GOAL:
Put the material below, from its first line up to and including the line with "290,330,660,492", into a JSON list of strings, with one string for each line. Leave out blank lines and pictures.

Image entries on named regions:
====

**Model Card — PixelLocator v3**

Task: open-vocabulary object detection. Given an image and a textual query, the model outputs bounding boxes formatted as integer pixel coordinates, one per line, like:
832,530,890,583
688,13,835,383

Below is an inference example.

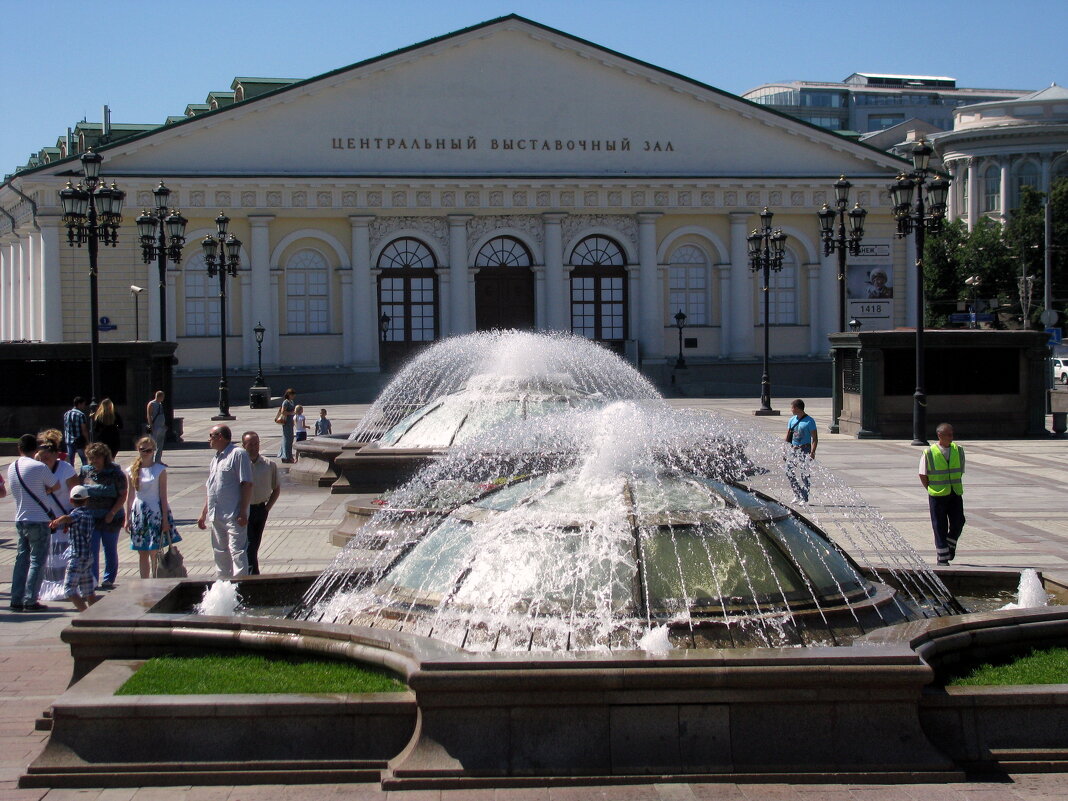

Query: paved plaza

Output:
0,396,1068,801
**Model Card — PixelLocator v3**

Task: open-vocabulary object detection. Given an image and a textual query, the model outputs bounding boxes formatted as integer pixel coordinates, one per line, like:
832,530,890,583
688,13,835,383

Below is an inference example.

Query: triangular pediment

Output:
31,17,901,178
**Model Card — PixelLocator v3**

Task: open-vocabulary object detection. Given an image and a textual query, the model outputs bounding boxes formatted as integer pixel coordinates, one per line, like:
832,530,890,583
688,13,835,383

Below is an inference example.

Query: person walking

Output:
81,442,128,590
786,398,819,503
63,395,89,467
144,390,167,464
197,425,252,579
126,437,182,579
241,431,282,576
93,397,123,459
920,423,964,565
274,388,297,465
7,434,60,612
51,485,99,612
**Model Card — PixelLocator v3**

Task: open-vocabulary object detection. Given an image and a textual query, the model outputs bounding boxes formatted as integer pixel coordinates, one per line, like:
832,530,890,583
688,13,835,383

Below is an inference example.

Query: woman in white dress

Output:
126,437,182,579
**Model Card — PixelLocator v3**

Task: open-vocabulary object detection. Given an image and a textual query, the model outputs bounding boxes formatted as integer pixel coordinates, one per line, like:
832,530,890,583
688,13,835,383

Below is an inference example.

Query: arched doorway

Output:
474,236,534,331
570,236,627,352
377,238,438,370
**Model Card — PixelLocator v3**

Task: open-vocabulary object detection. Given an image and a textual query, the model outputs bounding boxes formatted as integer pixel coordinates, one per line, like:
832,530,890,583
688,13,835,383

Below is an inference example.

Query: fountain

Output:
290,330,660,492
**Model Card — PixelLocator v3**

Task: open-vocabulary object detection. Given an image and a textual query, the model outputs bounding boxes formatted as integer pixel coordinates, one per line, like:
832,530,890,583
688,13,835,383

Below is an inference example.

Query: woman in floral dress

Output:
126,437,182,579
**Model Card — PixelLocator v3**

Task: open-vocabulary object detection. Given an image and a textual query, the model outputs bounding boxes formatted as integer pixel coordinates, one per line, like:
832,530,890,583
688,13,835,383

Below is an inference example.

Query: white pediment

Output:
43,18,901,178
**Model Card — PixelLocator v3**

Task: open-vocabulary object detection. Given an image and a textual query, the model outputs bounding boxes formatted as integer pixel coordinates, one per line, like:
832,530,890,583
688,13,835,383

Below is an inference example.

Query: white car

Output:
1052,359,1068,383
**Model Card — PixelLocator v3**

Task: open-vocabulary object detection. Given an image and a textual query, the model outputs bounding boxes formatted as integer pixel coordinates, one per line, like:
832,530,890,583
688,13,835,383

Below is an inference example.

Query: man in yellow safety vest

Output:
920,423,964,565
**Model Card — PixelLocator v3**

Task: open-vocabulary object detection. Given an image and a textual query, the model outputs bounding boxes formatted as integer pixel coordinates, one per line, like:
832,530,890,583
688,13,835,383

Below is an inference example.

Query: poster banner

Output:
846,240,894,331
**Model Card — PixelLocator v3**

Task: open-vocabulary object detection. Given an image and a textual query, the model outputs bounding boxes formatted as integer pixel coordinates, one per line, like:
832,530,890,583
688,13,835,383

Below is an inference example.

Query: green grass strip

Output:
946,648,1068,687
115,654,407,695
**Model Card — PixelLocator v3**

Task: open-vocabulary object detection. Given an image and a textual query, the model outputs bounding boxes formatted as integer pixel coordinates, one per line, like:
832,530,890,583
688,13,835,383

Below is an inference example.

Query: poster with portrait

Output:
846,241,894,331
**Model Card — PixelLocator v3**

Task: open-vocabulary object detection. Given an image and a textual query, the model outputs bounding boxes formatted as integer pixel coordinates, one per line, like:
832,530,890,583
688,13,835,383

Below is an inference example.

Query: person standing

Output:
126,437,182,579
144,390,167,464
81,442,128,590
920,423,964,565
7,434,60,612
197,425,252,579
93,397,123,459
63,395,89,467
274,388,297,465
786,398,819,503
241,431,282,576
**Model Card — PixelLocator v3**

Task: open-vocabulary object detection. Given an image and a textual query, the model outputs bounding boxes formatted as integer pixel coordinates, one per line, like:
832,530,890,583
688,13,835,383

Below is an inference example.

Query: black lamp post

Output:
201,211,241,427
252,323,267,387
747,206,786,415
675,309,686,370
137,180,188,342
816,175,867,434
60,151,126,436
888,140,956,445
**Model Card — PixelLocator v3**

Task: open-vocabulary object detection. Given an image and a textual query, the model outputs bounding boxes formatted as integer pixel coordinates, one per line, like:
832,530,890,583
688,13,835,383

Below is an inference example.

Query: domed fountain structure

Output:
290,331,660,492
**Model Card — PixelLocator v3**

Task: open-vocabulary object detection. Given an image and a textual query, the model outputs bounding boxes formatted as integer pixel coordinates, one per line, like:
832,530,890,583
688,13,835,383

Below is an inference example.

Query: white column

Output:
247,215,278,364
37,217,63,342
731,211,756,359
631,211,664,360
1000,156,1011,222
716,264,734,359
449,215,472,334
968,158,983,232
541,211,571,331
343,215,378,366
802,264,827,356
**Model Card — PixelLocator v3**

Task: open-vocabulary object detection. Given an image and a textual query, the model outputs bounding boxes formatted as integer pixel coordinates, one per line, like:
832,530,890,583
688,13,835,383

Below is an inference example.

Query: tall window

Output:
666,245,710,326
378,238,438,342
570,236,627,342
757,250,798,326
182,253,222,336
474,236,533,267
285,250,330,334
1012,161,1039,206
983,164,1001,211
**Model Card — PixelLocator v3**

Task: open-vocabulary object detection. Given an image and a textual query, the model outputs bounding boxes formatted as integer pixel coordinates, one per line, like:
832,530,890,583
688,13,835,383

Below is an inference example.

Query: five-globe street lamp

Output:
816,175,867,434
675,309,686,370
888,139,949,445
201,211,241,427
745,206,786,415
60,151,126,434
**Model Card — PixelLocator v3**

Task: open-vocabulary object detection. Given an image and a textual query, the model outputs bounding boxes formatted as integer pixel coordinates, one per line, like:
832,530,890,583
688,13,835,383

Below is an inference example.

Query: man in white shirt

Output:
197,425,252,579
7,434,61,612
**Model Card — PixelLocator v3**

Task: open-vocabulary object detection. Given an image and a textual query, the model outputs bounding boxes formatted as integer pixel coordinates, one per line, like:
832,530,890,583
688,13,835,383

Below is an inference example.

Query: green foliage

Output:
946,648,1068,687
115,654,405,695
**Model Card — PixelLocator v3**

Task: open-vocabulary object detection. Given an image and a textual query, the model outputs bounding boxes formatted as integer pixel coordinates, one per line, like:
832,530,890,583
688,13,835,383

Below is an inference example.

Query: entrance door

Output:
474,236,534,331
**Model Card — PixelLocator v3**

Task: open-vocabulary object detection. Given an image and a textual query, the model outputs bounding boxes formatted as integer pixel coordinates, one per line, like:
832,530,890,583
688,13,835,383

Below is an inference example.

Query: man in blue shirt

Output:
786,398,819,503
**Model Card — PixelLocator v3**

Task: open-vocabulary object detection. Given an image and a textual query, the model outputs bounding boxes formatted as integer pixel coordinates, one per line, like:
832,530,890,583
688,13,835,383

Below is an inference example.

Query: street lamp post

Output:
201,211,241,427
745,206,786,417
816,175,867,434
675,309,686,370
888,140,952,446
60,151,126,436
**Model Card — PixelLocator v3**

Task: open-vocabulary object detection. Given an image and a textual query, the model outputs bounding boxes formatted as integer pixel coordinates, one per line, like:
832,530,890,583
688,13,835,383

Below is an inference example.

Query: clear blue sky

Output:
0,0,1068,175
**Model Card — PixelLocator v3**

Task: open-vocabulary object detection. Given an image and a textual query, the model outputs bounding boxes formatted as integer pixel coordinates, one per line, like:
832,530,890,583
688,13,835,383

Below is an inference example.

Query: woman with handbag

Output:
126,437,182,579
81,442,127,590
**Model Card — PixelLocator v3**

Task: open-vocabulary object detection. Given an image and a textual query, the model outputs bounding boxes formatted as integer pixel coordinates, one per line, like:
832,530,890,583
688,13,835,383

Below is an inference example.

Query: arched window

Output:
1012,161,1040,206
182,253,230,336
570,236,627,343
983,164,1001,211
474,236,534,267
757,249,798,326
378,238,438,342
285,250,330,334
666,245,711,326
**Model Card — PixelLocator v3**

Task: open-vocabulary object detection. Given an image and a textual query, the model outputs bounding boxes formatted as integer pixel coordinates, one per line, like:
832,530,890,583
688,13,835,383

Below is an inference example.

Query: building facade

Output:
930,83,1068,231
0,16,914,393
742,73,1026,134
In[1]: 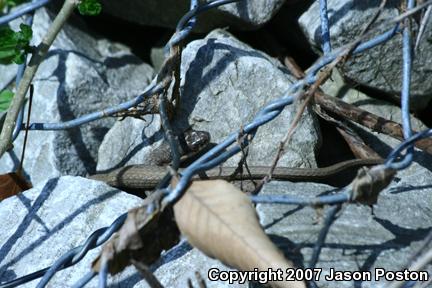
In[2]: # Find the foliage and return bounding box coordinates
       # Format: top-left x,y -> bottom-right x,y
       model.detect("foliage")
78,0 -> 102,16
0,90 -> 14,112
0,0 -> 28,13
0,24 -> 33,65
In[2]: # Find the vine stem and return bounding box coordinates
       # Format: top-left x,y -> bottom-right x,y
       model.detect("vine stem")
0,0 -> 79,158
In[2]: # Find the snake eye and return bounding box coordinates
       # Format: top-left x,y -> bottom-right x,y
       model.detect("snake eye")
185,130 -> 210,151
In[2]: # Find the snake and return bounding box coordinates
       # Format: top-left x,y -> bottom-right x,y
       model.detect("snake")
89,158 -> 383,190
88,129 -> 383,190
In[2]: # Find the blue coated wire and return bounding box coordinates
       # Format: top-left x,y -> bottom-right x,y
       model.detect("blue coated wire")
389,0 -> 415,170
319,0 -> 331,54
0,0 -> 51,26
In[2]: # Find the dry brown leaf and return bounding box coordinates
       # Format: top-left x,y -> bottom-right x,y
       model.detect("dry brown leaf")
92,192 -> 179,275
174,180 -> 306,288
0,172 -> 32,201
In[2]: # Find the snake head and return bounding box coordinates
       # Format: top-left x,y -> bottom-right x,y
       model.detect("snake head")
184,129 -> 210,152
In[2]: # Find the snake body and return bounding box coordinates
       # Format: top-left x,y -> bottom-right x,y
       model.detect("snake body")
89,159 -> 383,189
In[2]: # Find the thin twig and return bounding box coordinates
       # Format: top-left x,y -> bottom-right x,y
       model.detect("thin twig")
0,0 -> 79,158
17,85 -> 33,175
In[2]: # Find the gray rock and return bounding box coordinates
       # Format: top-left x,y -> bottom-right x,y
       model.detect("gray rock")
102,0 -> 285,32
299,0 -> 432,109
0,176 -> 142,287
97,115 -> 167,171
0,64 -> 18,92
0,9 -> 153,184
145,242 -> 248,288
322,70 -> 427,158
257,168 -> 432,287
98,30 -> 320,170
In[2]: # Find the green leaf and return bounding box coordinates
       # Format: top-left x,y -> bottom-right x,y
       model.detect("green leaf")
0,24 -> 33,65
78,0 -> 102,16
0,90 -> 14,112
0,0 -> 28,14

====

RESULT:
[
  "**Model Card — PixelLocator v3**",
  "Task: open-vocabulary object detection. Given an image and a textual query, the model outputs bounding boxes formatted as integer pixel coordinates, one per line, like:",
  "832,530,890,583",
  "688,13,835,383",
  "Below is an inference example.",
  "Query: paved plaza",
  "Output:",
  "0,396,1068,801",
  "**Model Card — PixelLocator v3**",
  "Task: open-vocabulary object detection. Given an image and a textual query, the model outputs bounding boxes formatted as integer pixel coordinates, one per line, like:",
  "832,530,890,583",
  "688,13,835,383",
  "Below is an inference example.",
  "Query: triangular pediment",
  "Output:",
  "31,17,901,178",
  "**Model Card — PixelLocator v3**",
  "Task: open-vocabulary object detection. Given an image and a textual query, the model outputs bounding boxes formatted as integer pixel coordinates, one per line, like:",
  "832,530,890,583",
  "688,13,835,383",
  "Below is an inference example.",
  "Query: person walking",
  "Output:",
  "81,442,128,590",
  "786,398,819,503",
  "63,395,89,467",
  "144,390,167,464",
  "197,425,252,579",
  "126,437,182,579",
  "241,431,282,576",
  "93,397,123,459",
  "920,423,964,565",
  "274,388,297,465",
  "7,434,60,612",
  "51,485,99,612",
  "**Model Card — PixelLocator v3**",
  "Task: open-vocabulary object detection. Given an image and a textual query, the model outputs bounding boxes formatted as integer pixel coordinates, one per line, like:",
  "832,530,890,583",
  "688,13,835,383",
  "Below is an inference example.",
  "Query: woman in white dress",
  "Output:",
  "126,437,182,579",
  "**Model Card — PixelLocator v3**",
  "Task: open-vocabulary object detection. Given an image and a textual query, the model outputs bounding boxes formatted as integer pixel coordinates, one per line, like:",
  "832,530,890,583",
  "688,13,835,383",
  "Below is an inference example.",
  "Query: arched doorway",
  "Output:",
  "474,236,534,331",
  "570,236,627,352",
  "377,238,438,370",
  "**Model Card — PixelLocator v3**",
  "Task: open-vocabulary object detection. Given an image and a textual query, the model outputs bounding boxes formatted as integer pixel coordinates, one per line, like:",
  "832,530,890,583",
  "688,13,835,383",
  "Below is an inference example.",
  "Query: fountain",
  "Output:",
  "290,330,660,492"
]